DATA LINES |
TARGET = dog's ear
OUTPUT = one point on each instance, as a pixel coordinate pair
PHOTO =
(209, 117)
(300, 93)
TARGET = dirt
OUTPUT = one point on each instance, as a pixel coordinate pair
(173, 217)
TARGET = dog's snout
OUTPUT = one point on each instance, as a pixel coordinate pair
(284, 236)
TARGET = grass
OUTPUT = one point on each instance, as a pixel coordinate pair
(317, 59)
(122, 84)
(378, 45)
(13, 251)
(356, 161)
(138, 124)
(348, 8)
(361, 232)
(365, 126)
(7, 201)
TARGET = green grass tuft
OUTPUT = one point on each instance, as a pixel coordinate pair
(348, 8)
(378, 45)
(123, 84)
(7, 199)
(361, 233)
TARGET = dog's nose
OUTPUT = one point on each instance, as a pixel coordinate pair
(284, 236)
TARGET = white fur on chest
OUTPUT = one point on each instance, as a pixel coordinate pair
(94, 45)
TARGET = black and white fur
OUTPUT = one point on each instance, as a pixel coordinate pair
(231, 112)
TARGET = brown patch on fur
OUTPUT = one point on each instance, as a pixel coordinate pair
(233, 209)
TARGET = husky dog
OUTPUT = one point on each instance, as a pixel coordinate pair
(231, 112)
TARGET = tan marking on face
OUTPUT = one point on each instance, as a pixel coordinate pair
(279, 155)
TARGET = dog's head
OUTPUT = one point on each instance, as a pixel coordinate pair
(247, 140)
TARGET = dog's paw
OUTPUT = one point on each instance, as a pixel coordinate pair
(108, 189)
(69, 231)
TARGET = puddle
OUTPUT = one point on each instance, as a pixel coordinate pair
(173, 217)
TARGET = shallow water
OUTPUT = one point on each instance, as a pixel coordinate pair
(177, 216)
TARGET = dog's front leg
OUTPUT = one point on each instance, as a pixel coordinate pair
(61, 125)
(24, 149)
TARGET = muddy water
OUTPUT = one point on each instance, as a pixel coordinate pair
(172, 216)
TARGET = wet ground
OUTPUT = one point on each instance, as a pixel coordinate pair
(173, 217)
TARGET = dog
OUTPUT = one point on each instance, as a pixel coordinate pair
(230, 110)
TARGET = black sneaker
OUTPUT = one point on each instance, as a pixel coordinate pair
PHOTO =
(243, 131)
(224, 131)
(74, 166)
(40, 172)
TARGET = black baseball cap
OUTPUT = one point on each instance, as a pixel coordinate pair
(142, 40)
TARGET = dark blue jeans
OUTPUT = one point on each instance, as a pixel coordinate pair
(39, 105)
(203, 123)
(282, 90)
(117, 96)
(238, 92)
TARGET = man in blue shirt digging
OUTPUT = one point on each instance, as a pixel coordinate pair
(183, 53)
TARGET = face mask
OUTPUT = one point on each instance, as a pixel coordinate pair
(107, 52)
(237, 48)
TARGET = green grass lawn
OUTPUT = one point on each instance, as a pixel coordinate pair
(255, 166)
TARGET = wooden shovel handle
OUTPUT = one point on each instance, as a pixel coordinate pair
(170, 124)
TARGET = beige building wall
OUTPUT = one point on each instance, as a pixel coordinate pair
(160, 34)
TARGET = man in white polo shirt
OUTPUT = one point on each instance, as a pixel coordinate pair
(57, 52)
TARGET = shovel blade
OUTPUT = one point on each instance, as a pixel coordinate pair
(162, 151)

STATED PROBLEM |
Rewrite every line of the material above with each instance of "shovel" replaced by "spade", leaving everything else unchanged.

RESULT FOR THIS EXERCISE |
TARGET = dog's ear
OUTPUT = one point on each instance, as a pixel coordinate pair
PHOTO =
(209, 117)
(300, 93)
TARGET = dirt
OUTPUT = one point on each instance, as a pixel coordinate pair
(173, 217)
TARGET = dog's snout
OUTPUT = one point on each instance, as a pixel coordinate pair
(284, 236)
TARGET = grass
OUTPUT = one point on each instance, as a pixel coordinate pair
(317, 59)
(122, 84)
(378, 45)
(13, 251)
(356, 161)
(138, 124)
(348, 8)
(361, 232)
(365, 126)
(7, 201)
TARGET = green grass tuft
OUTPUT = one point on each instance, as a pixel coordinate pair
(348, 8)
(378, 45)
(123, 84)
(7, 199)
(361, 233)
TARGET = dog's nose
OUTPUT = one point on each instance, as a pixel coordinate pair
(284, 236)
TARGET = white fur on chest
OUTPUT = one point on each instance, as a pixel coordinate pair
(94, 45)
TARGET = black and white fur
OUTPUT = one point on each instance, as a pixel coordinate pair
(231, 112)
TARGET = brown patch on fur
OUTPUT = one point on each instance, as a pixel coordinate pair
(233, 209)
TARGET = husky dog
OUTPUT = one point on each instance, as a pixel coordinate pair
(231, 112)
TARGET = tan marking on face
OUTPUT = one point on each instance, as a pixel coordinate pair
(279, 155)
TARGET = dog's head
OUTPUT = one point on each instance, as a pixel coordinate pair
(247, 140)
TARGET = dog's paw
OUTPUT = one point on each instance, as a pixel coordinate pair
(108, 189)
(69, 231)
TARGET = puddle
OUTPUT = one point on each instance, as a pixel coordinate pair
(173, 217)
TARGET = shallow water
OUTPUT = one point on each instance, as a pixel coordinate pair
(177, 216)
TARGET = dog's front leg
OUTPUT = one point on each instance, as a pixel coordinate pair
(61, 125)
(24, 149)
TARGET = muddy water
OUTPUT = one point on each instance, as a pixel coordinate pair
(172, 216)
TARGET = wet ground
OUTPUT = one point on each instance, as a pixel coordinate pair
(173, 217)
TARGET = dog
OUTPUT = one point on each instance, as a pixel coordinate pair
(230, 110)
TARGET = black sneaker
OUTPUT = one point on each instance, as a pixel coordinate pair
PHOTO =
(243, 131)
(224, 131)
(74, 166)
(40, 172)
TARGET = black baseball cap
OUTPUT = one point on each instance, as a pixel coordinate pair
(142, 40)
TARGET = dark blue jeans
OUTPUT = one point on each instance, as a pixel coordinate pair
(39, 105)
(203, 123)
(282, 90)
(117, 96)
(238, 92)
TARGET = man in blue shirt digging
OUTPUT = one point on each instance, as a pixel coordinate pair
(183, 53)
TARGET = face mask
OUTPUT = one point on each instance, as a pixel coordinate pair
(107, 52)
(237, 48)
TARGET = green grass lawn
OUTPUT = one point on each instance, as a pixel coordinate pair
(255, 166)
TARGET = wooden spade handle
OUTPUT = one point on each instance, as a pixel coordinate pair
(170, 124)
TARGET = beige building wall
OUTPUT = one point on each instance, as a pixel coordinate pair
(160, 34)
TARGET = man in white polo shirt
OUTPUT = one point on each instance, as a pixel coordinate pair
(57, 52)
TARGET = spade blade
OUTPUT = one point on each instance, as a pixel coordinate pair
(162, 151)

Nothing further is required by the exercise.